DATA FOR THIS TASK:

-.-.-

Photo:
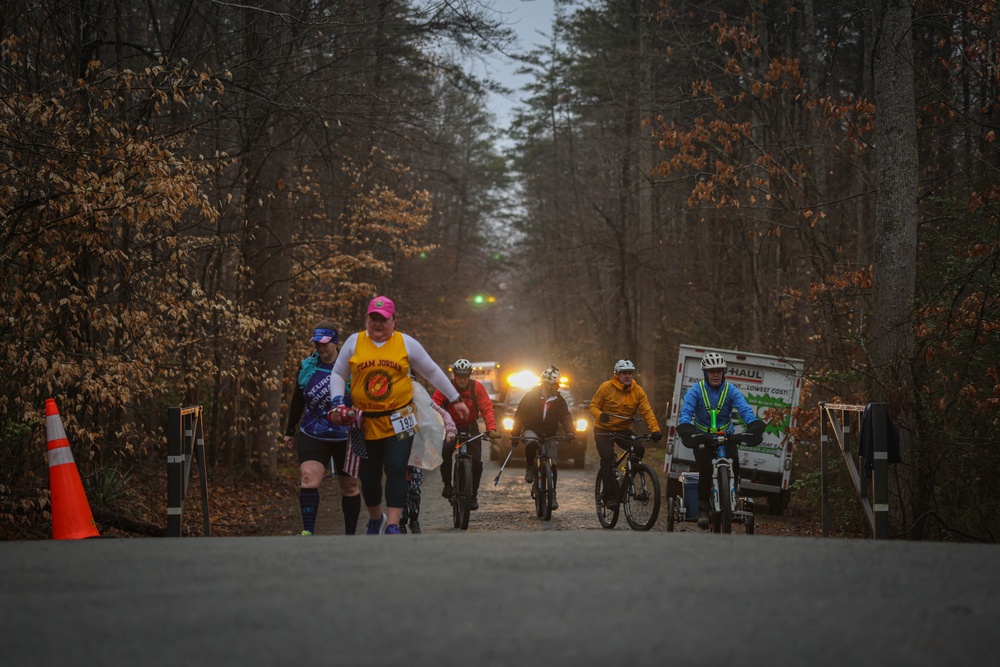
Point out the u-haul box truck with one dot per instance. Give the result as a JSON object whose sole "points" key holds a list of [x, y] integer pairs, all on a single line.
{"points": [[768, 383]]}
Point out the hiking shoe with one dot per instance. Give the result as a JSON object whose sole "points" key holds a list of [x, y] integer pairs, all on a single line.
{"points": [[377, 526]]}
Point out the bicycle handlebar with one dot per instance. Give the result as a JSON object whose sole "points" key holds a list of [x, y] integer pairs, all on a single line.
{"points": [[514, 439], [713, 440], [459, 442]]}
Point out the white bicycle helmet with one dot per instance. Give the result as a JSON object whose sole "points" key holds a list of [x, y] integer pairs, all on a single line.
{"points": [[713, 360], [624, 365], [551, 374]]}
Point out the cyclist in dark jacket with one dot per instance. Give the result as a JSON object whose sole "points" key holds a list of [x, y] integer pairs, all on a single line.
{"points": [[538, 416], [707, 408]]}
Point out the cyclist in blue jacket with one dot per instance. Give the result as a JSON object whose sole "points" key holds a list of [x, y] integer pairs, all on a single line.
{"points": [[708, 408]]}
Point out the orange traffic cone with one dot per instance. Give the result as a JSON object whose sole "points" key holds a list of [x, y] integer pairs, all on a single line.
{"points": [[71, 517]]}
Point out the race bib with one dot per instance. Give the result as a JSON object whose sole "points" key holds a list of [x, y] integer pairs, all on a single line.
{"points": [[404, 422]]}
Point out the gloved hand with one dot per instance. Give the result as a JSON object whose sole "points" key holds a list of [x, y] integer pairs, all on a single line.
{"points": [[341, 415], [756, 429]]}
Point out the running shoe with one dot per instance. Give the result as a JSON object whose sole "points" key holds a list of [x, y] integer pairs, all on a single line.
{"points": [[377, 526]]}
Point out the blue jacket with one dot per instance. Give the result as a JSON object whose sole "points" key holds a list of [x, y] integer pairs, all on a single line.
{"points": [[311, 401], [694, 411]]}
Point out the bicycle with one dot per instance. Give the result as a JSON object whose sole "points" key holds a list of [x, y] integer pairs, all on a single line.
{"points": [[638, 487], [461, 499], [543, 488], [726, 503]]}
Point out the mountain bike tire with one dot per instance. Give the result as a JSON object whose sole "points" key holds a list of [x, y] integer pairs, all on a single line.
{"points": [[642, 498]]}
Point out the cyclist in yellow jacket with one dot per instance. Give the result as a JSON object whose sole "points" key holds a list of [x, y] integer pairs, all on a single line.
{"points": [[613, 406]]}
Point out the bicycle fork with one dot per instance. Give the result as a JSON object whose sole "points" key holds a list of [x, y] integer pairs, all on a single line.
{"points": [[716, 491]]}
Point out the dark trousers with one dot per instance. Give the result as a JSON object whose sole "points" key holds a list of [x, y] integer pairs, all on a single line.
{"points": [[606, 450], [391, 456]]}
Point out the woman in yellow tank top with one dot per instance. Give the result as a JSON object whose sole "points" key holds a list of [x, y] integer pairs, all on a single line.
{"points": [[378, 362]]}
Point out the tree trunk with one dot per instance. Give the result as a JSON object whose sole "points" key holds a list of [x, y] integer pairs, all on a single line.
{"points": [[891, 338]]}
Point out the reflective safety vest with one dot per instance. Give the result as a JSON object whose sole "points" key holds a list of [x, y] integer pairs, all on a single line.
{"points": [[712, 412]]}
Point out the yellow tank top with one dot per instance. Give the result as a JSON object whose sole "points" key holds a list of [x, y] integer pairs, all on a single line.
{"points": [[380, 381]]}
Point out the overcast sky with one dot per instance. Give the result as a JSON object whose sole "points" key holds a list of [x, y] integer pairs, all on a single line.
{"points": [[526, 18]]}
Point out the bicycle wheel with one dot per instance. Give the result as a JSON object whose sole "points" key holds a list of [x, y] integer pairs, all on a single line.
{"points": [[642, 498], [463, 490], [608, 518], [725, 500], [545, 490]]}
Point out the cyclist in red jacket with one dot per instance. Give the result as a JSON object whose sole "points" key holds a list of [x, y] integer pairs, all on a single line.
{"points": [[474, 395]]}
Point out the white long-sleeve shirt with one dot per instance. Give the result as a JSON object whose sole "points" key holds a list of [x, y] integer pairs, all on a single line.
{"points": [[419, 360]]}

-.-.-

GOAL: Render the data above as a Markdown table with the columns Row and Line, giving each line its own numbered row and skipping any blank lines. Leave the pictures out of the table.

SOLUTION BELOW:
| Row | Line |
|---|---|
| 1 | Photo: |
| 2 | Point out the u-haul box truck with one dot per instance. Give the result as a JSON object whose sole "points" key holds a list of [x, y] integer pairs, all on a single line. |
| 3 | {"points": [[768, 383]]} |
| 4 | Point out the hiking shoe with one dot per instance. Give the result as a JSON object whose sole "points" key holds a list of [x, y] integer pairs, all on a single line. |
| 5 | {"points": [[377, 526]]} |
| 6 | Point out the bicycle handlebar with one dot per instance. Give the result as a JSON object whose sole "points" key holds a list of [x, y] integer pairs, all on a single line. |
| 7 | {"points": [[514, 439], [713, 440], [459, 442]]} |
| 8 | Point out the white bicycle helmet with one dot per instance. Give the result as a JSON object whose sole "points" key holds a list of [x, y] integer pairs, all on a single line. |
| 9 | {"points": [[713, 360], [624, 365], [551, 374]]} |
| 10 | Point out the cyclist in dark jacket with one dot per instance. Give the result as a JSON object whose sole "points" key holds a list of [x, y] integer pairs, all on a single line. |
| 11 | {"points": [[538, 416], [707, 408]]} |
| 12 | Point out the cyclist in blue jacket with one dot per instance. Give the result as a JSON object whose sole "points" key holds a list of [x, y] integer pairs, all on a single line. |
| 13 | {"points": [[708, 408]]} |
| 14 | Point out the orange traffic cone with one dot per instance. Give the result as a JSON object whose sole "points" key holds a list of [x, y] integer pairs, all on a single line. |
| 15 | {"points": [[71, 517]]} |
| 16 | Point out the race bib with one dot per instance. Give the result as a JSON object whose sole "points" key holds a list of [x, y] integer pairs, all on a single line. |
| 17 | {"points": [[404, 422]]} |
| 18 | Point out the gloved hand with one dot per instance. Give the result as a JSON object whose sole "points" key holds a list of [x, y] integer pairs, all on a single line. |
| 19 | {"points": [[341, 415], [756, 429]]} |
| 20 | Point out the running shoe with one dot per instance. Give the result as a JSON object whose sole "points" key holds a list of [x, y] integer pairs, all on a single line. |
| 21 | {"points": [[377, 526]]} |
| 22 | Point out the blue jacket with one dot per instance. Give the result as a JSON object whose sole "points" key holds a list of [x, y] integer pairs, all on a single line. |
| 23 | {"points": [[311, 401], [694, 411]]} |
| 24 | Point out the bicycle with one dot per instance. Give the result as a JSON object whose sole "points" key holds a list of [x, y] integer pairs, all on a single line. |
| 25 | {"points": [[638, 487], [461, 499], [543, 488], [726, 503]]} |
| 26 | Point out the mountain bike tire with one dot per instance. Give the result as a JSON object whose sole "points" key holds a list of [x, y] integer pairs, all on a single line. |
| 27 | {"points": [[642, 498]]} |
| 28 | Point out the cyclist in yellow jacket with one dot per instance. Give the result as a JSON object whose sole "points" key holds a list of [x, y] integer pairs, all on a single line. |
| 29 | {"points": [[613, 406]]} |
| 30 | Point out the bicycle fork with one dot per instance. Give the result as a JSON object whose sole "points" key holds a list of [x, y] integer pairs, all on a single line. |
| 31 | {"points": [[716, 491]]} |
| 32 | Point out the dark trousers with one dot per instance. Give the result as a JSON object whose sole "points" key holds a list of [x, y] integer pairs, all on a single line. |
| 33 | {"points": [[606, 450], [391, 456]]} |
| 34 | Point out the woman in yellow tank top with one dot per instance. Give the result as a JSON object whose sole "points" key holds a list of [x, y] integer pairs, all on a single line. |
| 35 | {"points": [[378, 362]]} |
| 36 | Point out the tree trunk with one dot per instance. Give the result as a JSON object whose sole "points" key holds a list of [x, y] integer pairs, all on a single line. |
| 37 | {"points": [[891, 338]]} |
| 38 | Point out the reflective safety vest with one dot per instance. Give the result as a JSON object whose sole "points" key holds a list of [x, y] integer pairs, all on a single line. |
| 39 | {"points": [[712, 412]]} |
| 40 | Point out the yellow tank top with one dot per instance. Give the result as a JSON object whose sole "points" key holds a list of [x, y] integer pairs, all on a single line. |
| 41 | {"points": [[380, 381]]} |
| 42 | Point out the overcast sky with one dot per instance. Give the result as a JSON object whose sole "points" key holds a list of [x, y] integer pairs, all on a single line. |
| 43 | {"points": [[526, 18]]} |
| 44 | Point out the bicycle wheel with one dot per instance. Give the result as a JSON object whose sole "points" key holds a list of [x, y] integer pairs, all on a single line. |
| 45 | {"points": [[642, 498], [463, 490], [608, 518], [725, 500], [545, 490]]} |
| 46 | Point out the cyclist in red jacket with one dot per instance. Give the result as a JSON object whose sole "points" key holds a list of [x, y] integer pairs, all on a single line. |
| 47 | {"points": [[474, 395]]} |
| 48 | Point out the white long-sleeve shirt with one dot per instance. Give the result as a JSON object whose sole "points" key holds a list of [x, y] integer pairs, all on a single line. |
| 49 | {"points": [[419, 360]]} |